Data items
— Start —

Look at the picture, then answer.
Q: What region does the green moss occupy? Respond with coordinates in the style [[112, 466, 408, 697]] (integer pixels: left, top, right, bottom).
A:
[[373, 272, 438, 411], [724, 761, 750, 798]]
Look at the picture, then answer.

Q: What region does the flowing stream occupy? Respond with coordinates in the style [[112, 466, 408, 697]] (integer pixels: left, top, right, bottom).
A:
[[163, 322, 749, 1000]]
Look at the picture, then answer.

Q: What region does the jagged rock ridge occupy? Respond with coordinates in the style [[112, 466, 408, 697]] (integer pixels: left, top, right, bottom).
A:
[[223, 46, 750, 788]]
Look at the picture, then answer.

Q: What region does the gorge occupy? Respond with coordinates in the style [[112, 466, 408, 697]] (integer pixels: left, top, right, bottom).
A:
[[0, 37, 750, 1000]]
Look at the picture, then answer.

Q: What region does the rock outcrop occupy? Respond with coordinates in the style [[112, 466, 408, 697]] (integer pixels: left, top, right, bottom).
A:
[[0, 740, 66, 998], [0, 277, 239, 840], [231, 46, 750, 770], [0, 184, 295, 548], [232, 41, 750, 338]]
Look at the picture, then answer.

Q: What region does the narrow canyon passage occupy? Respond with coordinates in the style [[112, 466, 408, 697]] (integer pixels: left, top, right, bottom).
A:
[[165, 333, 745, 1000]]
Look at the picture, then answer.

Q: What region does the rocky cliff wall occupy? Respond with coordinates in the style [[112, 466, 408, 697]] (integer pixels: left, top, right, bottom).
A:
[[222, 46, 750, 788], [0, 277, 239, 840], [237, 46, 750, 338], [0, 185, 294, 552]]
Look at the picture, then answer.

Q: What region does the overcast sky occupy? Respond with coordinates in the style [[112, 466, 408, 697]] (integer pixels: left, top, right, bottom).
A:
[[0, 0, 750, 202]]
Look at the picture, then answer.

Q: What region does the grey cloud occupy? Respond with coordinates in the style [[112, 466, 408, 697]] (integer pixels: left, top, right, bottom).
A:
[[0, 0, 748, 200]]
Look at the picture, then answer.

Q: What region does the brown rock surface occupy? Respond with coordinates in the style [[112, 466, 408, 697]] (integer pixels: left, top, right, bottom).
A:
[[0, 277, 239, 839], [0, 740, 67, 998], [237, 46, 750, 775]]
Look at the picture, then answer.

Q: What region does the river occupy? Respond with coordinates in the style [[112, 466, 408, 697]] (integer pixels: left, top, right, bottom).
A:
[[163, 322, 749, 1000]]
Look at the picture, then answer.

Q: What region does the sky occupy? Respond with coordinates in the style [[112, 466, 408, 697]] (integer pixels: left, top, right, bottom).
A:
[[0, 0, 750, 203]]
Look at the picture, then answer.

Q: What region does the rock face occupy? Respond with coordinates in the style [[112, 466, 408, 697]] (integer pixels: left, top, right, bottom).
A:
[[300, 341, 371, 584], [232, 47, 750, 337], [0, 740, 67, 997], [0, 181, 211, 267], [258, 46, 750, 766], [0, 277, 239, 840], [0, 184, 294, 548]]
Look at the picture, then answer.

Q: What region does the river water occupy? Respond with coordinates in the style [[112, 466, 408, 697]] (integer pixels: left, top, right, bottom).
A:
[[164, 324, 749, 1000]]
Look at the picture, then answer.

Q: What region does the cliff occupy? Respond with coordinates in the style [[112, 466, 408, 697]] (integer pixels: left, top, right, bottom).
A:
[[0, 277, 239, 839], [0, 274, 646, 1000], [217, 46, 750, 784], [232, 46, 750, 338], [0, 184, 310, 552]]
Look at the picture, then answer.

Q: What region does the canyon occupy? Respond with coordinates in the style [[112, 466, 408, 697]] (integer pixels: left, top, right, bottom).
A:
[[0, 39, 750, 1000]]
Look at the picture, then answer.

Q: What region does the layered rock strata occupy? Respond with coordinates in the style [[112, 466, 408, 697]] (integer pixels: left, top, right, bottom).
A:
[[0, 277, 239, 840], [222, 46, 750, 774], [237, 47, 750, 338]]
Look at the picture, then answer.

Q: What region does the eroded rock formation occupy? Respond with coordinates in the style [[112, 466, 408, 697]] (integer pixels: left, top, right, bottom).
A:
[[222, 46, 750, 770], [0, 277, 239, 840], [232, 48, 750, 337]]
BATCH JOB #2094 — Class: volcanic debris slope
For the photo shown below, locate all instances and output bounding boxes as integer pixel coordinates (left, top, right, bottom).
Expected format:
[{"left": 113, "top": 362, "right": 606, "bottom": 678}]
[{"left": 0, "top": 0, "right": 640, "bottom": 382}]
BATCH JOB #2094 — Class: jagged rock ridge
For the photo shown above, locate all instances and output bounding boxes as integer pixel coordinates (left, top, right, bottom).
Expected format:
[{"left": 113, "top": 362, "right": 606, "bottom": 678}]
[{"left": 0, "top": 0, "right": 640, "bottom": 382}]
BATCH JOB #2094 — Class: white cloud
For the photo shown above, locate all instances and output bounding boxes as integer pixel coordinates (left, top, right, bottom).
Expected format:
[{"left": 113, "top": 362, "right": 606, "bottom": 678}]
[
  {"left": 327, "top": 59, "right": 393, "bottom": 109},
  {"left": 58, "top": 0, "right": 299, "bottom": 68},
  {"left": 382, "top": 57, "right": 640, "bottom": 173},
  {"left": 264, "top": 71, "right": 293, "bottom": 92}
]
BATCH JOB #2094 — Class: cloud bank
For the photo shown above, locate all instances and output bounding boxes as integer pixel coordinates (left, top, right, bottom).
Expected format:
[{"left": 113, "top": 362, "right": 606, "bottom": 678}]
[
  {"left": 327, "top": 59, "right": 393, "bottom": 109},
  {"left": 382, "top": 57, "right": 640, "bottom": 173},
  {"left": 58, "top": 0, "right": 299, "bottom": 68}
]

— End —

Copy every one of the data items above word for word, line by line.

Look at the picture, then answer.
Q: What region does the green moss occupy? Respond with coordinates in the style [[112, 466, 408, 697]] (integer pixels: left, top, right, bottom).
A:
[[373, 272, 438, 411], [724, 761, 750, 798]]
Look at the picture, then answer.

Q: What region does the flowing stream occupy? Respond with coordinates in the style [[112, 466, 408, 697]] (integer pixels: left, top, right, bottom).
A:
[[163, 322, 749, 1000]]
Look at the picture, then answer.

Q: What region does the jagged rock ridge occupy? Respond with coordinates in the style [[112, 466, 408, 697]] (integer pixels: left, top, right, bottom).
A:
[[223, 46, 750, 788]]
Look at the picture, then answer.

Q: What region does the gorge occupy? Respond with coordinates in the style [[112, 466, 408, 697]] (integer pixels: left, top, right, bottom).
A:
[[0, 37, 750, 1000]]
Look at the picture, then answer.

Q: What region does the rock outcrop occupy? Respond with coordinates in the style [[112, 466, 408, 697]] (integer pixels: left, top, right, bottom).
A:
[[0, 740, 66, 998], [0, 277, 239, 840], [231, 46, 750, 770], [0, 184, 295, 548], [232, 41, 750, 338]]
Look at the picture, then answer.

Q: What region does the narrow canyon passage occupy? Respond with coordinates in the style [[112, 466, 408, 697]] (integer pixels: left, top, right, bottom).
A:
[[165, 333, 745, 1000]]
Look at the picture, then answer.

Q: What region does the rocky cliff wall occupy? Respond with coordinates in the style [[112, 466, 408, 697]] (integer pixels: left, top, right, bottom).
A:
[[222, 46, 750, 788], [0, 277, 239, 840], [237, 46, 750, 338], [0, 185, 294, 552]]
Look at the picture, then answer.

Q: What region does the overcast sky occupy? Respond with coordinates in the style [[112, 466, 408, 697]] (integer pixels: left, top, right, bottom).
A:
[[0, 0, 750, 202]]
Look at the picture, then answer.

Q: What region does the grey cloud occupy? Respond with coordinates in the style [[112, 466, 408, 697]] (integer pixels: left, top, right, bottom).
A:
[[0, 0, 748, 200]]
Look at the picture, then answer.

Q: What region does the brown rock surface occupy? Respond with coordinates in the style [[112, 466, 408, 697]] (integer pixels: left, top, right, bottom).
A:
[[0, 277, 239, 839], [0, 740, 67, 998], [237, 46, 750, 775]]
Look at the picture, then answer.

Q: What region does the river occupy? Respond with coordinates in the style [[112, 466, 408, 697]] (integer pixels: left, top, right, bottom).
A:
[[163, 322, 749, 1000]]
Look at the picture, then answer.

Q: What region does the sky occupy? Respond with coordinates in the style [[112, 466, 408, 697]] (integer pixels: left, top, right, bottom).
A:
[[0, 0, 750, 203]]
Look at the picture, then answer.

Q: What region does the rock face occupy? Respond with coordinates in the style [[112, 466, 408, 697]] (integer pixels: left, top, right, bottom).
A:
[[300, 341, 371, 584], [232, 47, 750, 337], [0, 740, 67, 997], [0, 181, 211, 267], [258, 46, 750, 766], [0, 277, 239, 840], [0, 184, 294, 548]]
Look at the picture, then answer.

Q: What region does the river water occupy? Respond with coordinates in the style [[112, 466, 408, 697]] (integer pixels: left, top, right, bottom).
A:
[[164, 324, 749, 1000]]
Look at the picture, then answer.

Q: What region does the cliff occupy? Respond with coordinates in the style [[112, 466, 408, 697]] (integer pixels: left, top, right, bottom).
A:
[[0, 277, 239, 839], [0, 274, 646, 1000], [217, 46, 750, 784], [232, 46, 750, 338], [0, 184, 310, 552]]
Look at the picture, then answer.

Q: What region does the canyon occupy? Respond with coordinates in the style [[112, 466, 408, 697]] (integer pixels: left, top, right, bottom).
A:
[[0, 39, 750, 1000]]
Look at the picture, then answer.

Q: What region does the layered rock strata occupy? Respond with coordinates in the style [[112, 466, 408, 697]] (integer pixels: left, top, right, bottom).
A:
[[0, 277, 239, 840], [222, 46, 750, 774], [237, 47, 750, 338]]
Look at the picture, then answer.

Q: What region does the eroded rock formation occupy? Respond with coordinates in the style [[112, 466, 408, 697]] (integer pixels: left, top, right, bottom).
A:
[[222, 46, 750, 770], [0, 277, 239, 840], [232, 48, 750, 337]]
BATCH JOB #2094 — Class: volcanic debris slope
For the photo shown below, locate all instances and output bounding boxes as integer pixel coordinates (left, top, right, bottom).
Expected format:
[{"left": 113, "top": 362, "right": 606, "bottom": 678}]
[{"left": 0, "top": 0, "right": 640, "bottom": 382}]
BATCH JOB #2094 — Class: jagged rock ridge
For the photo shown above, locate all instances and output bounding boxes as integer pixel coordinates (left, top, right, bottom).
Expected format:
[{"left": 113, "top": 362, "right": 606, "bottom": 678}]
[{"left": 0, "top": 0, "right": 640, "bottom": 382}]
BATCH JOB #2094 — Class: white cloud
For the photo shown above, locate all instances and output bounding boxes as integer pixel coordinates (left, top, right, bottom).
Expected format:
[{"left": 113, "top": 362, "right": 606, "bottom": 678}]
[
  {"left": 327, "top": 59, "right": 393, "bottom": 109},
  {"left": 58, "top": 0, "right": 299, "bottom": 68},
  {"left": 382, "top": 57, "right": 640, "bottom": 173},
  {"left": 264, "top": 71, "right": 293, "bottom": 92}
]
BATCH JOB #2094 — Class: cloud bank
For the photo shown above, locate all instances and output bounding boxes as integer pixel coordinates (left, top, right, bottom).
Expected format:
[{"left": 113, "top": 362, "right": 606, "bottom": 678}]
[
  {"left": 327, "top": 59, "right": 393, "bottom": 109},
  {"left": 382, "top": 57, "right": 640, "bottom": 173},
  {"left": 58, "top": 0, "right": 299, "bottom": 68}
]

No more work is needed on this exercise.